» REQUIRED ACTION:
Please check each statement against the text on MCP setups, answering yes or no and quoting the words of the text that decide it.
1. In the single-server setup, the server runs as a child process.
2. In the multi-server host, adding a capability means changing the host.
3. The remote MCP server relies on OAuth for per-user authentication.

» READING TEXT:

Single-server setup (the simplest MCP)
Who uses it: Developer adding their first MCP server to an app
Host: a desktop AI app with one MCP client
One server: filesystem access over stdio
Resource: a local project folder
Protocol: JSON-RPC, server runs as a child process
No auth needed — local, single-user
Why this works: The single-server case is the cleanest way to understand MCP — one client, one server, one resource — before adding the complexity of multiple servers or remote transport.
Multi-server host
Who uses it: Team building an assistant that touches many systems
Host runs multiple MCP clients, one per server
Servers: filesystem, Git, database, web search
The LLM picks which server's tools to call per request
Each server is independently versioned and deployable
Adding a capability = adding a server, not changing the host
Why this works: The multi-server pattern is where MCP earns its keep — instead of building N custom integrations into your app, you add servers that all speak the same protocol, so capabilities compose.
Custom MCP server
Who uses it: Engineer exposing an internal API to AI hosts
Custom server wraps an internal REST API
Exposes a small set of MCP tools (search, create, update)
Translates MCP tool calls into authenticated API requests
Any MCP-compatible host can now use it with no host changes
Resource behind it: the internal service + its database
Why this works: A custom server is how you make a proprietary system MCP-native — you write the server once, and every MCP host (different IDEs, chat apps, agents) gains access without each one writing a bespoke integration.
Remote MCP server
Who uses it: Team deploying a shared server for many users
Server runs as a remote service over HTTP + SSE
Multiple hosts connect to the same server instance
OAuth handles per-user authentication and scopes
Server is centrally maintained and monitored
Resource: a shared SaaS backend
Why this works: Remote MCP moves servers from a local child process to a hosted service — the diagram changes by adding an auth layer and showing many hosts connecting to one server, which is the model for shared, multi-tenant capabilities.

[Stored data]
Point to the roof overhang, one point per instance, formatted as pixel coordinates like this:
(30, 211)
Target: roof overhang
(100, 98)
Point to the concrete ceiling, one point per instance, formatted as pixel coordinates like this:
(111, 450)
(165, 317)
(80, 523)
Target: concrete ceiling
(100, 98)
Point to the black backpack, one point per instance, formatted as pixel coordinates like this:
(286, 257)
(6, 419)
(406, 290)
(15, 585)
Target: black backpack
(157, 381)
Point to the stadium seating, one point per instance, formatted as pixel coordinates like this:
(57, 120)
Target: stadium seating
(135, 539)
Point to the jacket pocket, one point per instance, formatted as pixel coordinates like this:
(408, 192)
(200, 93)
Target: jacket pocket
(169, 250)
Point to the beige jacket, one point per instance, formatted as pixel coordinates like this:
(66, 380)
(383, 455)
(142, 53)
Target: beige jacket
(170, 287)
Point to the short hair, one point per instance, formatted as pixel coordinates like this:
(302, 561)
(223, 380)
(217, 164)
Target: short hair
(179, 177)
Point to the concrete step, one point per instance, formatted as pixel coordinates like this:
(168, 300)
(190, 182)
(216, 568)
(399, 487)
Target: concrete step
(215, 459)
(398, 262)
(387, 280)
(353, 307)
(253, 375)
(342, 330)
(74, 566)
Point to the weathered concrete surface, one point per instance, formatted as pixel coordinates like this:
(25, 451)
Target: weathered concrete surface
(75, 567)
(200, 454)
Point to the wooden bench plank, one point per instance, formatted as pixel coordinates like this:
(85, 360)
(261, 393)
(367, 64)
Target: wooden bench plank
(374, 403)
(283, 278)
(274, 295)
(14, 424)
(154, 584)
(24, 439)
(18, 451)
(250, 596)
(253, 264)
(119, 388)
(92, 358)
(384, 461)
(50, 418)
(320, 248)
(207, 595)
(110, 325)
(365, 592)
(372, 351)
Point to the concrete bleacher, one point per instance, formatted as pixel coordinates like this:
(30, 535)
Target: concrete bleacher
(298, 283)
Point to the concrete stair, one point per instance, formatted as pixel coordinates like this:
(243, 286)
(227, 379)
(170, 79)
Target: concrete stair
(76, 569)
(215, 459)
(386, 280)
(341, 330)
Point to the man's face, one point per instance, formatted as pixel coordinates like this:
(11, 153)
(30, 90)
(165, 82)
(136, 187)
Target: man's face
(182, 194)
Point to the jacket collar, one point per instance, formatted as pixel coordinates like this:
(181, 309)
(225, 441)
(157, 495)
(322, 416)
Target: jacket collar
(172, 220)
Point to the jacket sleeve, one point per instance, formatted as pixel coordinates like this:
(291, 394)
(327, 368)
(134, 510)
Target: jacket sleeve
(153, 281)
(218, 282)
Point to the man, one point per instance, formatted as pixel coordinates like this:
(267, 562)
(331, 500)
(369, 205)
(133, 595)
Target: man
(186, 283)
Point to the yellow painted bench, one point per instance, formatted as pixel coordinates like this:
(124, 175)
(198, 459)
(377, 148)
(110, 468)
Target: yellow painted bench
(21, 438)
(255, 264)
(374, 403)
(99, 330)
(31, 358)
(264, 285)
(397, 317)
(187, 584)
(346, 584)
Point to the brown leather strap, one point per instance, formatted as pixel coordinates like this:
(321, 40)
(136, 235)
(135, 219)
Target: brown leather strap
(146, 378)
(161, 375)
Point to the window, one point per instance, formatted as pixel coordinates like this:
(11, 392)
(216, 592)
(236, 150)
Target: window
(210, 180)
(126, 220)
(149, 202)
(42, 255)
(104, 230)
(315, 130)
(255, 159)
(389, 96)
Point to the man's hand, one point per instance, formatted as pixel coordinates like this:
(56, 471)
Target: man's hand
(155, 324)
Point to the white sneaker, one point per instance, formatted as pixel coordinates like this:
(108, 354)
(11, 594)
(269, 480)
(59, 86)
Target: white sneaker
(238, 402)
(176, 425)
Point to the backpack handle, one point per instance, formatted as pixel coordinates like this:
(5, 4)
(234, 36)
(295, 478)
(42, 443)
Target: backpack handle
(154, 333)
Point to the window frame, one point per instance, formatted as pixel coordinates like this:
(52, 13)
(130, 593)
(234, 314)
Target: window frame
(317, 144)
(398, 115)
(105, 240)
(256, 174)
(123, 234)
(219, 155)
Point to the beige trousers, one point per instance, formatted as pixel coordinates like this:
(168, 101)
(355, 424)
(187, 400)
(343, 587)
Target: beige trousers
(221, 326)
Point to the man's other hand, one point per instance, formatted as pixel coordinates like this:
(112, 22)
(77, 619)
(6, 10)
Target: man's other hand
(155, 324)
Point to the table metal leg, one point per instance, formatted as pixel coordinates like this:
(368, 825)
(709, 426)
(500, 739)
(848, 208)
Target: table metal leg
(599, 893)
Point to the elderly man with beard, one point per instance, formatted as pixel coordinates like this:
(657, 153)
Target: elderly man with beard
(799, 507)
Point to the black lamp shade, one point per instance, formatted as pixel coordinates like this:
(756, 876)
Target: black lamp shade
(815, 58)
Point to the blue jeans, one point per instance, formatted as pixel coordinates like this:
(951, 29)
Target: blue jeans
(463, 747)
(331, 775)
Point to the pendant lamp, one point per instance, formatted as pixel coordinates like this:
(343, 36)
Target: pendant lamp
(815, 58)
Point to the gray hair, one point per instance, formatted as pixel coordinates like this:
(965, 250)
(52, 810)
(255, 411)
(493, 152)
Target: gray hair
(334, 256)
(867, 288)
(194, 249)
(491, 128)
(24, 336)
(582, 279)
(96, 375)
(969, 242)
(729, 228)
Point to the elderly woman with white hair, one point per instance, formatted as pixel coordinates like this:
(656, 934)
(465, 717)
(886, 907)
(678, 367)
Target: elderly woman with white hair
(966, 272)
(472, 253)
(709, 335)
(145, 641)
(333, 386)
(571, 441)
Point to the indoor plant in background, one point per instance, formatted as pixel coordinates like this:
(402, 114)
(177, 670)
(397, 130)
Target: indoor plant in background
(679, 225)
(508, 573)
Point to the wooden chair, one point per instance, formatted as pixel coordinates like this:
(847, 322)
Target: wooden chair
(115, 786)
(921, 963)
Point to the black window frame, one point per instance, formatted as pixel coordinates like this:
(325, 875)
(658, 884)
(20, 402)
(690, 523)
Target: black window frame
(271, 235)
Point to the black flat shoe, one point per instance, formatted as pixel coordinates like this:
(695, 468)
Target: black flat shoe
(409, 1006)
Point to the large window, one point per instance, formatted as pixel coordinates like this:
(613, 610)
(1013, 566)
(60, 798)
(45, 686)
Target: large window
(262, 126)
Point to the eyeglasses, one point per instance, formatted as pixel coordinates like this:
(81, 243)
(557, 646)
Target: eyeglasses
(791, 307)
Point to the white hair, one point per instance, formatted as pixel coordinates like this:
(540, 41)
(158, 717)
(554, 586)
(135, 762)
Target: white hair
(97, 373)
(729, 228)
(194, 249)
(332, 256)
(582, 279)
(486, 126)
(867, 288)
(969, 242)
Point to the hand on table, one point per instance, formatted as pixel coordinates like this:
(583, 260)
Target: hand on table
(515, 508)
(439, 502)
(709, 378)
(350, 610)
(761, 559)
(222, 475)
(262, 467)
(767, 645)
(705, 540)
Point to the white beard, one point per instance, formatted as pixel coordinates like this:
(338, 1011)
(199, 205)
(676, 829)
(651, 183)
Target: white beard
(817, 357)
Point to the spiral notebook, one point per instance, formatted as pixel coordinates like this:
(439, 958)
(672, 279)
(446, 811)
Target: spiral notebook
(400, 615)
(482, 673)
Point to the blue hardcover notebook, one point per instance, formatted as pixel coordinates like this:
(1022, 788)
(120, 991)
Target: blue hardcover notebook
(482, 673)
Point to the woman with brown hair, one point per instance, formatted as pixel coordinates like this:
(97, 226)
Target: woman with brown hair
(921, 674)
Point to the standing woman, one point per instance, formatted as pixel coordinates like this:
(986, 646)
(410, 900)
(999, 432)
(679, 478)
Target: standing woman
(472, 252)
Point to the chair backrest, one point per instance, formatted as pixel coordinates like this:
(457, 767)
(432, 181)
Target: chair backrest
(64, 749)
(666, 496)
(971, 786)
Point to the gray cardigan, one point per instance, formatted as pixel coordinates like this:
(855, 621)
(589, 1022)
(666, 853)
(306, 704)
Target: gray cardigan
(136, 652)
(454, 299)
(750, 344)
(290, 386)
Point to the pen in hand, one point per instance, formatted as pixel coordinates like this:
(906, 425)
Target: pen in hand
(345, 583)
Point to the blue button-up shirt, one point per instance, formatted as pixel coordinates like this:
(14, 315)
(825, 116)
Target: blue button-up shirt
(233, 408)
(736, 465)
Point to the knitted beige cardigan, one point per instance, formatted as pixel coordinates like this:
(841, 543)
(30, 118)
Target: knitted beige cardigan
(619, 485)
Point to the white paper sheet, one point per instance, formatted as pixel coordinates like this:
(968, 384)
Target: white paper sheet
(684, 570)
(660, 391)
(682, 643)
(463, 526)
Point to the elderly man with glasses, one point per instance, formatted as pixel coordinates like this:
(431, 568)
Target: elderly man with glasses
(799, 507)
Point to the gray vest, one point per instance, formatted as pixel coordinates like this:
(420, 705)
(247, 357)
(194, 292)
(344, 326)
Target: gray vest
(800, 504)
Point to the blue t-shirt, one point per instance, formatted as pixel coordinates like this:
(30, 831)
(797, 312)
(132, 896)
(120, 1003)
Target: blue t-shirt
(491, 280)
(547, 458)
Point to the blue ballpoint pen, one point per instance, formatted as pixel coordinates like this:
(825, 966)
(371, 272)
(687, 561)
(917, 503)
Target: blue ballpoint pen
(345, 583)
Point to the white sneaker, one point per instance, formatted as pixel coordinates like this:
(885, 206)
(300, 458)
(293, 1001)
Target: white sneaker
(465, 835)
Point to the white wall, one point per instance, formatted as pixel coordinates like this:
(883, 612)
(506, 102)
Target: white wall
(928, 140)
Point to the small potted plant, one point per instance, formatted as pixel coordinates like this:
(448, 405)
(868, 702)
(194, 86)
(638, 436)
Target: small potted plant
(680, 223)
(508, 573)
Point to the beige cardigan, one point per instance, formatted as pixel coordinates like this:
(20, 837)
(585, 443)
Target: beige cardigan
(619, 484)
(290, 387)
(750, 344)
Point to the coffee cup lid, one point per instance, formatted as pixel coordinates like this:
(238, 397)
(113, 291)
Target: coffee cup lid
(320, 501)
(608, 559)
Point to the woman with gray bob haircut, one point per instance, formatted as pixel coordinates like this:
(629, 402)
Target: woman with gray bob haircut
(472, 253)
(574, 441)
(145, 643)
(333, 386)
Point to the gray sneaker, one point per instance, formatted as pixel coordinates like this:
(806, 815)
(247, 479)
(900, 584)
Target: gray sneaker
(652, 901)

» RESULT:
1. Yes: "server runs as a child process"
2. No: "Adding a capability = adding a server, not changing the host"
3. Yes: "OAuth handles per-user authentication and scopes"